— GIVEN TASK —
Copy the records below word for word, starting at the line that contains "of the shrub" and ending at the end of the records, with both ends included. Leave the pictures out of your copy.
───── DATA SECTION ─────
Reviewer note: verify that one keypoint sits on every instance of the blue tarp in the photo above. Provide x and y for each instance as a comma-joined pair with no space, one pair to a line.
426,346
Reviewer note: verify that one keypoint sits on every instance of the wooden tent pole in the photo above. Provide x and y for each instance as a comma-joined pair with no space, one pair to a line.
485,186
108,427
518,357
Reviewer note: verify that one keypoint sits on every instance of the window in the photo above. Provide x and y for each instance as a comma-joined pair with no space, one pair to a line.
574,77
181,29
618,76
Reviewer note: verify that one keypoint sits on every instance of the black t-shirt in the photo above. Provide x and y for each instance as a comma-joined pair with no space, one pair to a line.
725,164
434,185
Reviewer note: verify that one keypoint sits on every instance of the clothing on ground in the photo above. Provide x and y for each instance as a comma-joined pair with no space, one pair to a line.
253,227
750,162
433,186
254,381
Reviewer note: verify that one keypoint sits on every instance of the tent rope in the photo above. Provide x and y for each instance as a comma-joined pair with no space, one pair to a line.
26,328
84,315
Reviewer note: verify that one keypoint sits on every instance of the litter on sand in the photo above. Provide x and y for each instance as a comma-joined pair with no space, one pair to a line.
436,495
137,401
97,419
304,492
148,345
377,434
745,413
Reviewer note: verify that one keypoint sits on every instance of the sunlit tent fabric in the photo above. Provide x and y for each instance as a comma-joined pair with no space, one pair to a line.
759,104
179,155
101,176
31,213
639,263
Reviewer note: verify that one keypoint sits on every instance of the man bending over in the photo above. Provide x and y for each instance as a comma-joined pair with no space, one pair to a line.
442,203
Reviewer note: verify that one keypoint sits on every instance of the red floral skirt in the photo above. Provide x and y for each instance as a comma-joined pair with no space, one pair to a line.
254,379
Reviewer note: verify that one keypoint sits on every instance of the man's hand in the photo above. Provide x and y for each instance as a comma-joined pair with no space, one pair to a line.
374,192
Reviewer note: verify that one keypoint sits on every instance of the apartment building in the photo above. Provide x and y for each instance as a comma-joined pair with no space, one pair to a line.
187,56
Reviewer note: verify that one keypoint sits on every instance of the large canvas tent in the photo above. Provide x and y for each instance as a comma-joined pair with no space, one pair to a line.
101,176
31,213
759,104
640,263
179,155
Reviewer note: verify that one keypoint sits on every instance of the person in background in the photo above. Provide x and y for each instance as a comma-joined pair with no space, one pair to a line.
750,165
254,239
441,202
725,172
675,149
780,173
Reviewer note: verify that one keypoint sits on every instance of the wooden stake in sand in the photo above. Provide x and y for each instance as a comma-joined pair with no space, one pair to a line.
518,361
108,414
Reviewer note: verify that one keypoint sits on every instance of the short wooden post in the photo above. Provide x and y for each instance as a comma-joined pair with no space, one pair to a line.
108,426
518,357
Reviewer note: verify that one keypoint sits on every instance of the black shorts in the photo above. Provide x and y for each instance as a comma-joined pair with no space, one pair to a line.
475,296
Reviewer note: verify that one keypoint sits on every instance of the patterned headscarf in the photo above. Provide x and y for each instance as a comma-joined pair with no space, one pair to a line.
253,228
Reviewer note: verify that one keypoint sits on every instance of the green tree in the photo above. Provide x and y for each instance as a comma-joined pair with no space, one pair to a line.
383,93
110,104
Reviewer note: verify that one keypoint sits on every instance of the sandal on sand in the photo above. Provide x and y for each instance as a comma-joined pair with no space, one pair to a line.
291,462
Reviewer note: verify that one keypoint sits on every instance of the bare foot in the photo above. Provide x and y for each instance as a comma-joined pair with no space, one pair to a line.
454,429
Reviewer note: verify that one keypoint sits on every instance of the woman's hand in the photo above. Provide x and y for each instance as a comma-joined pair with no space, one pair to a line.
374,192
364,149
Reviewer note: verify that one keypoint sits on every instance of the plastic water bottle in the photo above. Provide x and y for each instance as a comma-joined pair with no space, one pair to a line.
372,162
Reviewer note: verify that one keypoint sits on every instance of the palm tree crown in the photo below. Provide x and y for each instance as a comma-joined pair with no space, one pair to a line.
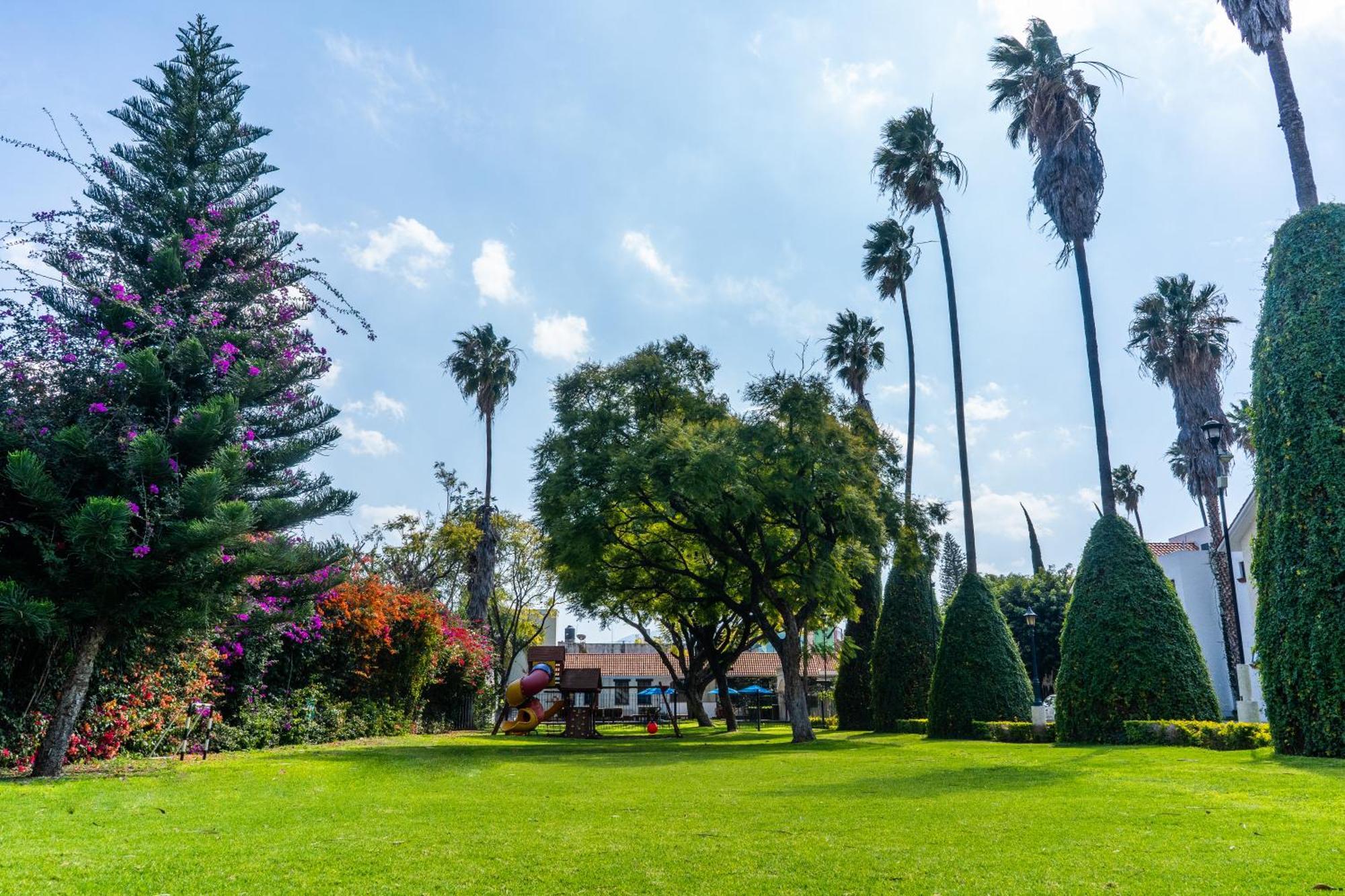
853,352
1052,106
913,166
485,366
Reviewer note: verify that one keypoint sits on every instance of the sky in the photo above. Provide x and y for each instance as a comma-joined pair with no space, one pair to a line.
592,177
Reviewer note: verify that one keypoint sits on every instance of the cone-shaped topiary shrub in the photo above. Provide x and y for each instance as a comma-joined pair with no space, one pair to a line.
1299,393
853,710
907,639
978,674
1128,649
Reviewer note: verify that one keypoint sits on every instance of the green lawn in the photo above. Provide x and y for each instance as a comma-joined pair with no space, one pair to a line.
707,814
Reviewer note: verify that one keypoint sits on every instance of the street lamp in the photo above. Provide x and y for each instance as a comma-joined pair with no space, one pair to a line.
1031,618
1215,435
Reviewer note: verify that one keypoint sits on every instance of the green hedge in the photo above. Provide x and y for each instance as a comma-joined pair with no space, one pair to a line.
1198,733
1299,392
1128,649
1015,732
978,671
909,635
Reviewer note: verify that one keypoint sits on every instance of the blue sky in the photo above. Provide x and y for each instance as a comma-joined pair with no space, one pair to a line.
592,177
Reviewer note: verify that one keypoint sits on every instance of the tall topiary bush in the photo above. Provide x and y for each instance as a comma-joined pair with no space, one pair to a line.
907,639
1299,391
1128,649
978,674
853,710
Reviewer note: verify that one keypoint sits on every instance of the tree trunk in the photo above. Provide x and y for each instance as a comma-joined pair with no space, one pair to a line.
1109,498
911,397
969,528
726,701
796,686
1292,123
1227,598
52,754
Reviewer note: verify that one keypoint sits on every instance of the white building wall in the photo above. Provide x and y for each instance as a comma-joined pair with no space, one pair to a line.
1196,588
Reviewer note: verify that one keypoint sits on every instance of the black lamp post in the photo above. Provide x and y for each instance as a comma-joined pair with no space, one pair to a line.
1215,435
1031,618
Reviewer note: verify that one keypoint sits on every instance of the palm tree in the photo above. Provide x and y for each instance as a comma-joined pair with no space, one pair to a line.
853,352
485,366
1241,419
1180,335
890,255
1264,25
1180,467
1129,493
913,169
1052,106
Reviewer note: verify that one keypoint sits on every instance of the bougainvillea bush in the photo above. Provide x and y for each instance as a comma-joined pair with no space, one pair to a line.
158,382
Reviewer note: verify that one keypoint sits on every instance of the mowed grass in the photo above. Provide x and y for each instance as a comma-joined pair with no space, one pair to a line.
708,814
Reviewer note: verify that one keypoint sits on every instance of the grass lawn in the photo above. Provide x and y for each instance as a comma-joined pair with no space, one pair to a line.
707,814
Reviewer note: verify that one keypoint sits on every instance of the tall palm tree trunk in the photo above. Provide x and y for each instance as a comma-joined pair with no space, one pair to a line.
911,391
1109,498
1292,123
1227,596
969,529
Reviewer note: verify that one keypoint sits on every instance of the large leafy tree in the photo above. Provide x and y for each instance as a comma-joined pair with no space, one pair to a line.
852,353
890,257
1180,335
913,169
1264,25
773,512
1299,392
161,382
1129,491
485,366
1052,107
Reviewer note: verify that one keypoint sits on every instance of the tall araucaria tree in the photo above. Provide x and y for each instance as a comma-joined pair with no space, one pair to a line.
1264,25
159,384
890,256
485,366
913,169
1052,106
1180,335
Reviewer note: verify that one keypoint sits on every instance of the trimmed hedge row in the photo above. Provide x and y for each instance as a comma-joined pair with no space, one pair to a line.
1183,732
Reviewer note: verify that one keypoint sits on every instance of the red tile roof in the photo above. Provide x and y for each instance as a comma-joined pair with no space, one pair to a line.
1161,548
751,665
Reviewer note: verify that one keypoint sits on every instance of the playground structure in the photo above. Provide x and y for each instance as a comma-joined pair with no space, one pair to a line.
572,701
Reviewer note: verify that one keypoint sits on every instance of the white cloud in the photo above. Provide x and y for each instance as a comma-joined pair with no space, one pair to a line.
859,89
562,337
396,83
493,274
404,247
640,245
380,514
367,442
379,405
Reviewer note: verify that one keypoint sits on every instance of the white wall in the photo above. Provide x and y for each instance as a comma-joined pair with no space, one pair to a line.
1191,572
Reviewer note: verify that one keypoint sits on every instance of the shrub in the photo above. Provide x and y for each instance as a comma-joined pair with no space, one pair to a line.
853,688
1299,392
1128,649
907,639
1198,733
978,671
1015,732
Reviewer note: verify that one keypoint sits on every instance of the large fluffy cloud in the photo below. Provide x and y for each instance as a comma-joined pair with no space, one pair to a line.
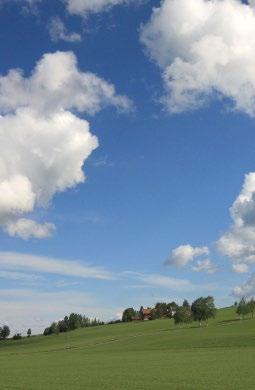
─────
— THE RESPONSE —
Reviewer note: verify that one keypoint sits on every instance of the shrub in the photo above. Provide x and y for each instance as a comma-joined pair with no space, one pair to a line.
853,688
1299,392
1128,649
907,639
1198,733
978,671
1015,732
Reviewer note: verify that one keypoint sits on every instance of the large fluffy cloud in the photo below. Provide x and y for each instance as a comma-joined pair with no space, one pair to a line.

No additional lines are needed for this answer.